Put the lines from the one containing "Target: european union flag" through the end of the rows into a numbered list, leaving out blank lines.

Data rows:
***

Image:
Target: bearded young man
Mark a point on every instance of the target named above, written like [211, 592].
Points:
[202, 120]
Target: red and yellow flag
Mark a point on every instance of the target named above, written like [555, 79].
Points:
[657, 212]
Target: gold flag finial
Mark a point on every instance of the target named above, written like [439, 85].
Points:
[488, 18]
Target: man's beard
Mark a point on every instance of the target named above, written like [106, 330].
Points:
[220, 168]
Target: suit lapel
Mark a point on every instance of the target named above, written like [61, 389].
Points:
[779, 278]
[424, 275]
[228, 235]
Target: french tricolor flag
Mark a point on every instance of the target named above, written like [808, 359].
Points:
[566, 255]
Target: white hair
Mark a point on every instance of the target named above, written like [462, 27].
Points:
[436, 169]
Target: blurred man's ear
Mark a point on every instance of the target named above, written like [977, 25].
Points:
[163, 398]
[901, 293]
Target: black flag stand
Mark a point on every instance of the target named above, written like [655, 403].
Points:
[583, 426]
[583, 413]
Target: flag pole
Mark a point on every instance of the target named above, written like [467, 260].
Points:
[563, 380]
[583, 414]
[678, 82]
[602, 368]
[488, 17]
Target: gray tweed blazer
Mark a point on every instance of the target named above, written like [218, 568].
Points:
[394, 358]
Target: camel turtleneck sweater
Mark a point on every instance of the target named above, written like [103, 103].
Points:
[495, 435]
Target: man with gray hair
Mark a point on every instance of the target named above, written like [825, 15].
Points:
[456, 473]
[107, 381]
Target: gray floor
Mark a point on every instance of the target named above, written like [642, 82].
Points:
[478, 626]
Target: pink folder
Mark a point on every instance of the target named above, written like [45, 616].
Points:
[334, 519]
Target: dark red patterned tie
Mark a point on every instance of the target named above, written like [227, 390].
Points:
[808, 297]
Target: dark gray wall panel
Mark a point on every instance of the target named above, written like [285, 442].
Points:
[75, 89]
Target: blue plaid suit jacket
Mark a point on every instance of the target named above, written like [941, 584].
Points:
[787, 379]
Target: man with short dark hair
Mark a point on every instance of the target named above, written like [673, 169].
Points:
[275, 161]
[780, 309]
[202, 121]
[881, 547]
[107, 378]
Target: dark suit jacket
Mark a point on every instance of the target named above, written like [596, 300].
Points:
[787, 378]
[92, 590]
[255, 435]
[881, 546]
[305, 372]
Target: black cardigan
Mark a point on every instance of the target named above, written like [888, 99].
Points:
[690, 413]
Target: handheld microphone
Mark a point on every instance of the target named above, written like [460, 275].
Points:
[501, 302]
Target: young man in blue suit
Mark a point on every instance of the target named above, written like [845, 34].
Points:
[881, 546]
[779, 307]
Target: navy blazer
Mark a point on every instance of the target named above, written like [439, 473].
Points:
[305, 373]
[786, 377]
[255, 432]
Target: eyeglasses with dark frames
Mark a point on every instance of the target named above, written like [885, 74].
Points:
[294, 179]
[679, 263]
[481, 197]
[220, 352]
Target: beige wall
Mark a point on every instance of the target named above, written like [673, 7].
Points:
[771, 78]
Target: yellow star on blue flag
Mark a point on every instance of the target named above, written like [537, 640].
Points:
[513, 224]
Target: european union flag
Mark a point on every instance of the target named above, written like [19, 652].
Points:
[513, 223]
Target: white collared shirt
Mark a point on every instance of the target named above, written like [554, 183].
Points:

***

■ **Exercise result**:
1. Target: european union flag
2. Mark a point on every instance of the target named above, written like [19, 652].
3. Points:
4. [513, 223]
5. Target: white collared shirt
6. Mark a point on every instance of the target named above, written like [554, 183].
7. Points:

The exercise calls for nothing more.